Print the listing as it stands, omitting all images.

_ _ _ _

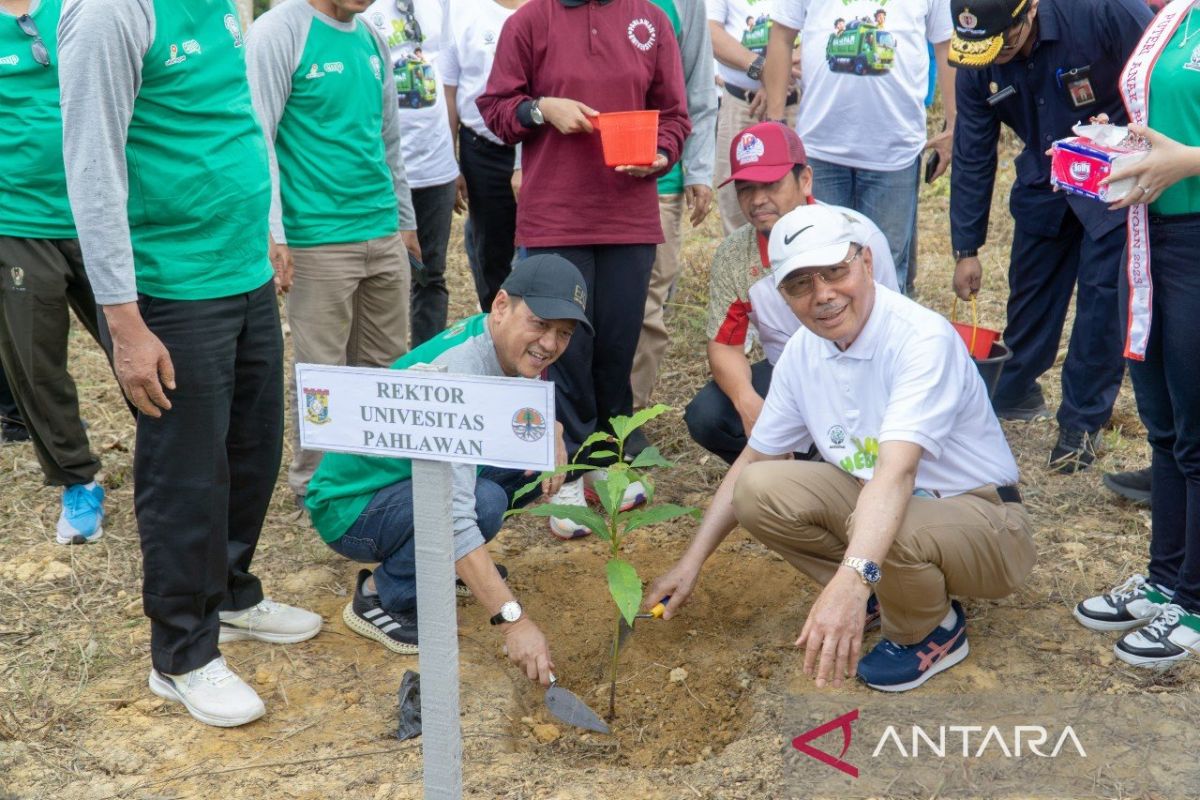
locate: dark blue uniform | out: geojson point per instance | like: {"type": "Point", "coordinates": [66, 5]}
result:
{"type": "Point", "coordinates": [1071, 74]}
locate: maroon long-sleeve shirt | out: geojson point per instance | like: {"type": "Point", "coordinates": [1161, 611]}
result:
{"type": "Point", "coordinates": [618, 55]}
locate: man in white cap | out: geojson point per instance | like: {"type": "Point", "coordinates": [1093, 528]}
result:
{"type": "Point", "coordinates": [917, 497]}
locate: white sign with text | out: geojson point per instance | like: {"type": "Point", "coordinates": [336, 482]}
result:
{"type": "Point", "coordinates": [436, 416]}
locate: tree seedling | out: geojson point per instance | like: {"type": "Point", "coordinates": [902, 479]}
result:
{"type": "Point", "coordinates": [610, 523]}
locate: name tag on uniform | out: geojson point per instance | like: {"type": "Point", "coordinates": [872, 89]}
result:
{"type": "Point", "coordinates": [1078, 85]}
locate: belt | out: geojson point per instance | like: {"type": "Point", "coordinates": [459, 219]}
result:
{"type": "Point", "coordinates": [744, 94]}
{"type": "Point", "coordinates": [1009, 493]}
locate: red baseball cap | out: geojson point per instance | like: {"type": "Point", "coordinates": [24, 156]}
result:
{"type": "Point", "coordinates": [765, 152]}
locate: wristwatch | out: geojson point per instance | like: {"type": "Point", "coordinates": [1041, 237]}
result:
{"type": "Point", "coordinates": [510, 612]}
{"type": "Point", "coordinates": [869, 571]}
{"type": "Point", "coordinates": [755, 70]}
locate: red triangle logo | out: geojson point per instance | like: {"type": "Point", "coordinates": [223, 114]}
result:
{"type": "Point", "coordinates": [844, 722]}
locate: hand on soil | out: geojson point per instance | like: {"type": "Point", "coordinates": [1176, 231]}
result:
{"type": "Point", "coordinates": [833, 632]}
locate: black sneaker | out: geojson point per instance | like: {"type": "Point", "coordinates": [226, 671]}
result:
{"type": "Point", "coordinates": [366, 617]}
{"type": "Point", "coordinates": [13, 432]}
{"type": "Point", "coordinates": [1075, 451]}
{"type": "Point", "coordinates": [1032, 407]}
{"type": "Point", "coordinates": [1170, 638]}
{"type": "Point", "coordinates": [1120, 608]}
{"type": "Point", "coordinates": [462, 590]}
{"type": "Point", "coordinates": [1133, 486]}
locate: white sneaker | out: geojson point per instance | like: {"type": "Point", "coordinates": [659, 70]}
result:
{"type": "Point", "coordinates": [634, 497]}
{"type": "Point", "coordinates": [269, 621]}
{"type": "Point", "coordinates": [570, 494]}
{"type": "Point", "coordinates": [211, 693]}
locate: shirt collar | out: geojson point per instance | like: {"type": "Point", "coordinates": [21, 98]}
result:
{"type": "Point", "coordinates": [868, 342]}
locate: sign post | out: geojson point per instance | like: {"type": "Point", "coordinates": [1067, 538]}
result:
{"type": "Point", "coordinates": [435, 420]}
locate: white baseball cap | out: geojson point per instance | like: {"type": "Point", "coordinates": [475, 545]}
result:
{"type": "Point", "coordinates": [810, 235]}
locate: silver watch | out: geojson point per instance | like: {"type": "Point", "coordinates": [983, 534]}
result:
{"type": "Point", "coordinates": [510, 612]}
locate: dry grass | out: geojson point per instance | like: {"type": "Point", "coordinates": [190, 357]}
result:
{"type": "Point", "coordinates": [73, 644]}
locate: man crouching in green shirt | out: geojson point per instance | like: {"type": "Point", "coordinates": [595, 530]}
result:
{"type": "Point", "coordinates": [363, 505]}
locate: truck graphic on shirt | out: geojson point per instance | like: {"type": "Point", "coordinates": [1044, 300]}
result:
{"type": "Point", "coordinates": [415, 84]}
{"type": "Point", "coordinates": [862, 48]}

_ _ _ _

FINISHED TASK:
locate: dark blue uniform | out: geojson point per instance | like: {"type": "Point", "coordinates": [66, 5]}
result:
{"type": "Point", "coordinates": [1071, 74]}
locate: maroon long-sleeve shirt | out: geojson point per instance | like: {"type": "Point", "coordinates": [1161, 611]}
result:
{"type": "Point", "coordinates": [618, 55]}
locate: man in white cap | out: geojson point per instance | like: {"type": "Point", "coordinates": [1093, 528]}
result:
{"type": "Point", "coordinates": [917, 497]}
locate: white sign with text | out: geojson point per instance | like: {"type": "Point", "coordinates": [336, 482]}
result:
{"type": "Point", "coordinates": [436, 416]}
locate: tree seedling | out: geojson point per instance | like: {"type": "Point", "coordinates": [902, 479]}
result:
{"type": "Point", "coordinates": [610, 523]}
locate: name tag on uniform | out: geojson point per instance | like: {"type": "Point", "coordinates": [872, 89]}
result:
{"type": "Point", "coordinates": [1078, 85]}
locate: belt | out: geojson point per instance | like: {"type": "Point", "coordinates": [459, 219]}
result:
{"type": "Point", "coordinates": [744, 94]}
{"type": "Point", "coordinates": [1009, 493]}
locate: red baseball cap | out: geojson point per instance | like: {"type": "Point", "coordinates": [24, 156]}
result:
{"type": "Point", "coordinates": [765, 152]}
locate: wristwatch | out: geojson point per instance | like: {"type": "Point", "coordinates": [1041, 237]}
result:
{"type": "Point", "coordinates": [510, 612]}
{"type": "Point", "coordinates": [869, 571]}
{"type": "Point", "coordinates": [755, 70]}
locate: red triangle logo | out: geojson point per instance | like: {"type": "Point", "coordinates": [223, 114]}
result:
{"type": "Point", "coordinates": [844, 722]}
locate: hand on soil | out: geojson point per instance | like: {"type": "Point", "coordinates": [1176, 231]}
result:
{"type": "Point", "coordinates": [833, 632]}
locate: black sneaker | out: geojson point per instance | like: {"type": "Point", "coordinates": [226, 671]}
result:
{"type": "Point", "coordinates": [366, 617]}
{"type": "Point", "coordinates": [13, 432]}
{"type": "Point", "coordinates": [1075, 451]}
{"type": "Point", "coordinates": [1032, 407]}
{"type": "Point", "coordinates": [1170, 638]}
{"type": "Point", "coordinates": [1120, 608]}
{"type": "Point", "coordinates": [462, 590]}
{"type": "Point", "coordinates": [1133, 486]}
locate: white sneaker | out: geojson point per instance | like: {"type": "Point", "coordinates": [659, 70]}
result:
{"type": "Point", "coordinates": [634, 497]}
{"type": "Point", "coordinates": [269, 621]}
{"type": "Point", "coordinates": [570, 494]}
{"type": "Point", "coordinates": [211, 693]}
locate: shirt collar | out: geojson point per instance | like: {"type": "Point", "coordinates": [21, 98]}
result:
{"type": "Point", "coordinates": [868, 342]}
locate: sign post | out: geojson point per instance | like: {"type": "Point", "coordinates": [1067, 538]}
result:
{"type": "Point", "coordinates": [435, 420]}
locate: white baseball cap | out: geojson point per instance | like: {"type": "Point", "coordinates": [475, 545]}
result:
{"type": "Point", "coordinates": [810, 235]}
locate: silver watch | out: geojson point per instance | like: {"type": "Point", "coordinates": [983, 534]}
result:
{"type": "Point", "coordinates": [510, 612]}
locate: dry grass | out: geojson point per instance | like: {"type": "Point", "coordinates": [190, 357]}
result:
{"type": "Point", "coordinates": [73, 644]}
locate: man crouching in green shirt | out: geojson point per instance | like: {"type": "Point", "coordinates": [595, 530]}
result:
{"type": "Point", "coordinates": [363, 505]}
locate: truck graphic on shirt | out: geojson point per instance | like: {"type": "Point", "coordinates": [1044, 300]}
result:
{"type": "Point", "coordinates": [415, 84]}
{"type": "Point", "coordinates": [862, 48]}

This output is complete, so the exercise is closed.